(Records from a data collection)
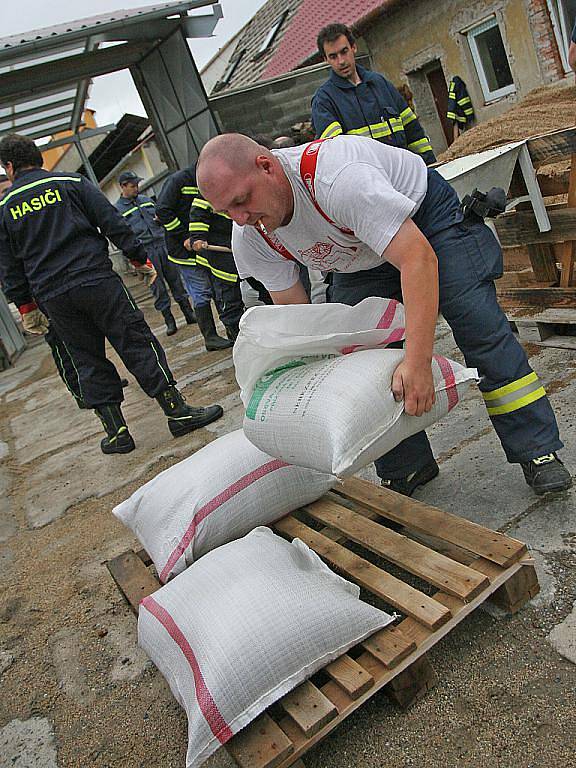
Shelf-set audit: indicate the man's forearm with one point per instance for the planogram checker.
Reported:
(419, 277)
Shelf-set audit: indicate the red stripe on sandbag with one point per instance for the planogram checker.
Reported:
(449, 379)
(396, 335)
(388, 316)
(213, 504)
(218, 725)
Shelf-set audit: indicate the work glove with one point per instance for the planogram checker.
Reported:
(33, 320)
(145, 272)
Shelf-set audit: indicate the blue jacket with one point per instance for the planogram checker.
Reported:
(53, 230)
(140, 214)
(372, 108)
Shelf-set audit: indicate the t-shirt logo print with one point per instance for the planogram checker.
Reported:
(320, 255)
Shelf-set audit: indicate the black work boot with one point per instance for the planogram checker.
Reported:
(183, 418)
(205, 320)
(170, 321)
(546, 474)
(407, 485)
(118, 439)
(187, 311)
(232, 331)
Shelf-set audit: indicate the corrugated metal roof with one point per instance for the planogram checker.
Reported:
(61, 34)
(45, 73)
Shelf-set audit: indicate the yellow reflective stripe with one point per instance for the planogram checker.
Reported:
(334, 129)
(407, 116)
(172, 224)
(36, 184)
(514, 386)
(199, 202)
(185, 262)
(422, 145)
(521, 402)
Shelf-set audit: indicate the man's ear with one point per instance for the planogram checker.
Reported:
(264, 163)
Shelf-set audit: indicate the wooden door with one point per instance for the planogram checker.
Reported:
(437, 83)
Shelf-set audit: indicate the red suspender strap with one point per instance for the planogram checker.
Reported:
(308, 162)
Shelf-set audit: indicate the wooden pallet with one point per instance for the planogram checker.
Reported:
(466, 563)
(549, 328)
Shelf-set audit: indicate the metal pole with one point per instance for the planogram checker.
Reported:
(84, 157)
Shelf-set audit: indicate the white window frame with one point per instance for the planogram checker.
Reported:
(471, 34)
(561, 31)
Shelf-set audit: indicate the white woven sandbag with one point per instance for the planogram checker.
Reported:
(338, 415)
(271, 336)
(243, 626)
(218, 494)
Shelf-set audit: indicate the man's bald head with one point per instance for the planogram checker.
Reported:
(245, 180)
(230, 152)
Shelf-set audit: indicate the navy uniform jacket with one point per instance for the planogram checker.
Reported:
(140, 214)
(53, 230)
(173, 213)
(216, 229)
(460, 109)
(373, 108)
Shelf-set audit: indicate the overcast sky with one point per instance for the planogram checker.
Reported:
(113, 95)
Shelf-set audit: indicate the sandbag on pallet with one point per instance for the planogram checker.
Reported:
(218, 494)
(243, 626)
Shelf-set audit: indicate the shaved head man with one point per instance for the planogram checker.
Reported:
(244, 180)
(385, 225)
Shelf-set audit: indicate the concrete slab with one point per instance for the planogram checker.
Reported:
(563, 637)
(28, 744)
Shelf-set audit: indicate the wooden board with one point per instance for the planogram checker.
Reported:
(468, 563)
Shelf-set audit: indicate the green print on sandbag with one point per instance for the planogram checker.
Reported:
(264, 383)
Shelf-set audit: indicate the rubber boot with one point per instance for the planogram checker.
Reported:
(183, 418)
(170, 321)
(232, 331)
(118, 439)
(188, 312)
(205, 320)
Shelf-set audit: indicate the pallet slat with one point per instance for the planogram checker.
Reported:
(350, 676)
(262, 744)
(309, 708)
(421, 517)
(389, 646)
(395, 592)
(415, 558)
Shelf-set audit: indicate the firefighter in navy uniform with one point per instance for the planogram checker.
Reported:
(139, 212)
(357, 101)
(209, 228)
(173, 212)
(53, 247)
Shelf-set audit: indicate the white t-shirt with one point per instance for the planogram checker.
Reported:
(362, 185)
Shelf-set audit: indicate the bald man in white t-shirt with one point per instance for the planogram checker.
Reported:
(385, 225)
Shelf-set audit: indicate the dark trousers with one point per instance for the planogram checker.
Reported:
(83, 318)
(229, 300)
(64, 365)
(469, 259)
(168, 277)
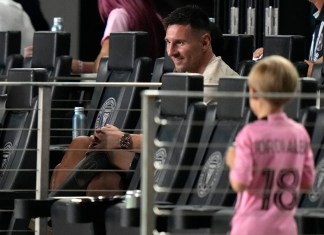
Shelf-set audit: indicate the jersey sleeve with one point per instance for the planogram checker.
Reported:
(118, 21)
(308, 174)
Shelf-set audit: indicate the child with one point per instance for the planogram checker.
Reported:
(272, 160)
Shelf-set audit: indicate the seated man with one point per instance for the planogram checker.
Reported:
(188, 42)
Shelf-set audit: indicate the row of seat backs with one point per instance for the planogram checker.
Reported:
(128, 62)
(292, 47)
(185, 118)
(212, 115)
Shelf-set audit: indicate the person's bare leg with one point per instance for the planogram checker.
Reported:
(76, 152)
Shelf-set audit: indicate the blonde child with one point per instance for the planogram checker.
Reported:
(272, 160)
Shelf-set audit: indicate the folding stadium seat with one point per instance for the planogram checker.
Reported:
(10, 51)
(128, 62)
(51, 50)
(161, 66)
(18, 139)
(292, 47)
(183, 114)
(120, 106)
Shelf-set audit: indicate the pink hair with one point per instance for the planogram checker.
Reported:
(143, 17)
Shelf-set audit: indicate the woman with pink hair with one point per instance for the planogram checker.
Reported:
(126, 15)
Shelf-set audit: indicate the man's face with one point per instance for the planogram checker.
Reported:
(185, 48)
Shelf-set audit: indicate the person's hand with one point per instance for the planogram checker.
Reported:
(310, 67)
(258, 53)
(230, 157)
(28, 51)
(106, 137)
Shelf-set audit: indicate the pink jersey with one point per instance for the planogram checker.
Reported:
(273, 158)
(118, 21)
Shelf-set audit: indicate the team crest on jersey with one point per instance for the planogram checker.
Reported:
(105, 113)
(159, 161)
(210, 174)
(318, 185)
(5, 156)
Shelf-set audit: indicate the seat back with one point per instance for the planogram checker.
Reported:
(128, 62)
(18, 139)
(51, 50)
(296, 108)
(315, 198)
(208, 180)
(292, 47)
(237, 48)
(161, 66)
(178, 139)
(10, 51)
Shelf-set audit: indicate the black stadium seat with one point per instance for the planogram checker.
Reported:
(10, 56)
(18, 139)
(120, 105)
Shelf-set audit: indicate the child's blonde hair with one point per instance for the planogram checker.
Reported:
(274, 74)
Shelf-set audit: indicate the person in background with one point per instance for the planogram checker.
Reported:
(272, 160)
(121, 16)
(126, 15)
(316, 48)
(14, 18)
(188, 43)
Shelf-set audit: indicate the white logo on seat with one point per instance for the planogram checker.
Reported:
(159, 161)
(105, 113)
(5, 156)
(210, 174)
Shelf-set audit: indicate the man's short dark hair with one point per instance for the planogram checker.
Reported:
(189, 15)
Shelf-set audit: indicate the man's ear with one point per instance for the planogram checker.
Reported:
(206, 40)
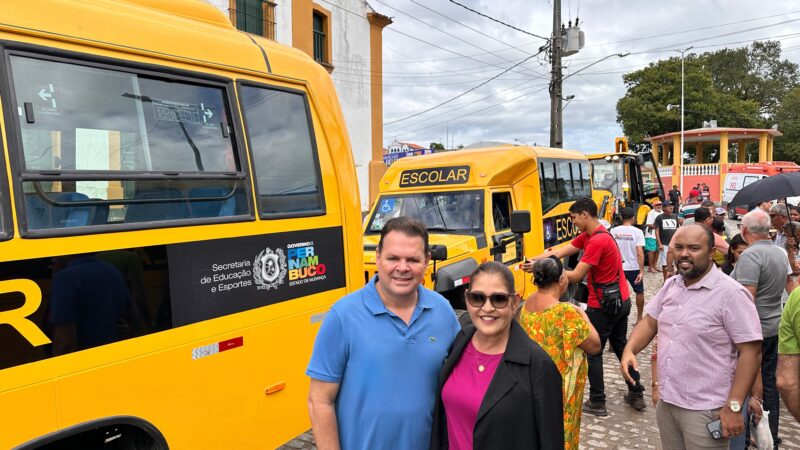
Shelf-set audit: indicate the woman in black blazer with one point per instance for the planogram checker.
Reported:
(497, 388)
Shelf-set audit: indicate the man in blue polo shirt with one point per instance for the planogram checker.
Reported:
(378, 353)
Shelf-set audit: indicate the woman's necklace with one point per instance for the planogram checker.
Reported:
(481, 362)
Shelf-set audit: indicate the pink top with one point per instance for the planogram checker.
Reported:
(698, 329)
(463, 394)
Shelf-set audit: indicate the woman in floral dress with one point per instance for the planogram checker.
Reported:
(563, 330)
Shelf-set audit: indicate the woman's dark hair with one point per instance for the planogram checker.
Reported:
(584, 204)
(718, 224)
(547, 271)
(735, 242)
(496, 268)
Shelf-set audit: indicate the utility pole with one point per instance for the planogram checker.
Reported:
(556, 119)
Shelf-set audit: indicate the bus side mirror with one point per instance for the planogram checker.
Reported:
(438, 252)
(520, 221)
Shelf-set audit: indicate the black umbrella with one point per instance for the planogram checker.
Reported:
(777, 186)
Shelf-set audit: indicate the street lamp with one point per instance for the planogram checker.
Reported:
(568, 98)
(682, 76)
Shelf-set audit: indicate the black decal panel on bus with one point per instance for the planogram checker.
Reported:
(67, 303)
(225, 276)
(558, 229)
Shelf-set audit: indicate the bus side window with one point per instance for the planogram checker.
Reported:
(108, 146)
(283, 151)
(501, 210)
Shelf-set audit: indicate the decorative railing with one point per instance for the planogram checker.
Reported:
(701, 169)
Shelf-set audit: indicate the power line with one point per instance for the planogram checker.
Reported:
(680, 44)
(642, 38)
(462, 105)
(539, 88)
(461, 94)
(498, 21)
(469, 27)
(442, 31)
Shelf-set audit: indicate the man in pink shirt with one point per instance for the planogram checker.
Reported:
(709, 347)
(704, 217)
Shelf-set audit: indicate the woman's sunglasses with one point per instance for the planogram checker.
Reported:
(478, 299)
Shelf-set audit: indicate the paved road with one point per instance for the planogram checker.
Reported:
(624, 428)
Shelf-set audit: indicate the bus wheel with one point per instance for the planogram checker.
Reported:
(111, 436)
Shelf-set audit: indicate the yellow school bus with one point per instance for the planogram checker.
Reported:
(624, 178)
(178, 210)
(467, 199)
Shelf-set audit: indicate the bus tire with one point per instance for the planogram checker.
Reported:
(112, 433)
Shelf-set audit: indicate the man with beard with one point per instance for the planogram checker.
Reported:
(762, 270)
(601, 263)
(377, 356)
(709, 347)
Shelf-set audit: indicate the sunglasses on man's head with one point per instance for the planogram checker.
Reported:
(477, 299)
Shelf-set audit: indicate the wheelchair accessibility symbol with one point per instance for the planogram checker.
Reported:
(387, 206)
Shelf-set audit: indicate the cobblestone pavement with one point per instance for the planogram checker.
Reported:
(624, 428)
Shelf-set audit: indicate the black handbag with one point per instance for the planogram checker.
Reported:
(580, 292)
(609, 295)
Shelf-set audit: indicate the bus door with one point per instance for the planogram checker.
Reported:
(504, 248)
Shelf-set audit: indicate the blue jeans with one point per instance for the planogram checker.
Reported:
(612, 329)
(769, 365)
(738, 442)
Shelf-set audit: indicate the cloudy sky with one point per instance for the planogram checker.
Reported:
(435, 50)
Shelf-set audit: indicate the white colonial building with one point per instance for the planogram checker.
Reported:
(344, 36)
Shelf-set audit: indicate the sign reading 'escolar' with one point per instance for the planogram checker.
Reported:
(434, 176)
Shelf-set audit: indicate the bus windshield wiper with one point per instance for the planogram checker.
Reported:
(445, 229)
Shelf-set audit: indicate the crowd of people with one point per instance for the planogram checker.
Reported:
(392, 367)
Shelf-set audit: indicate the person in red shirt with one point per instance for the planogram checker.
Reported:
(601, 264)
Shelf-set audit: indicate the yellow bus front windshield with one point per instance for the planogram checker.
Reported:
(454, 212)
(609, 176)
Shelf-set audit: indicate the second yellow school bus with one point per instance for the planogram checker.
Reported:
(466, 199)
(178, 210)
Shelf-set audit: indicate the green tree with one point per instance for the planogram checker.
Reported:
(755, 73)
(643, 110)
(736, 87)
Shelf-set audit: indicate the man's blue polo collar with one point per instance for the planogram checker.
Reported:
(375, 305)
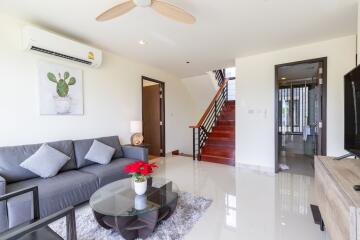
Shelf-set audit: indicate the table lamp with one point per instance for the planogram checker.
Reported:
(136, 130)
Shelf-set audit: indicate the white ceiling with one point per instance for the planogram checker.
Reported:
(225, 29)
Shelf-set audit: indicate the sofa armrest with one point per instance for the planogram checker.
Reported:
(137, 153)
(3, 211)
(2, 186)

TASK OBJECTIVE – What is the number of lines in the records that contain "pole"? Answer with it alone.

TASK RESPONSE – 2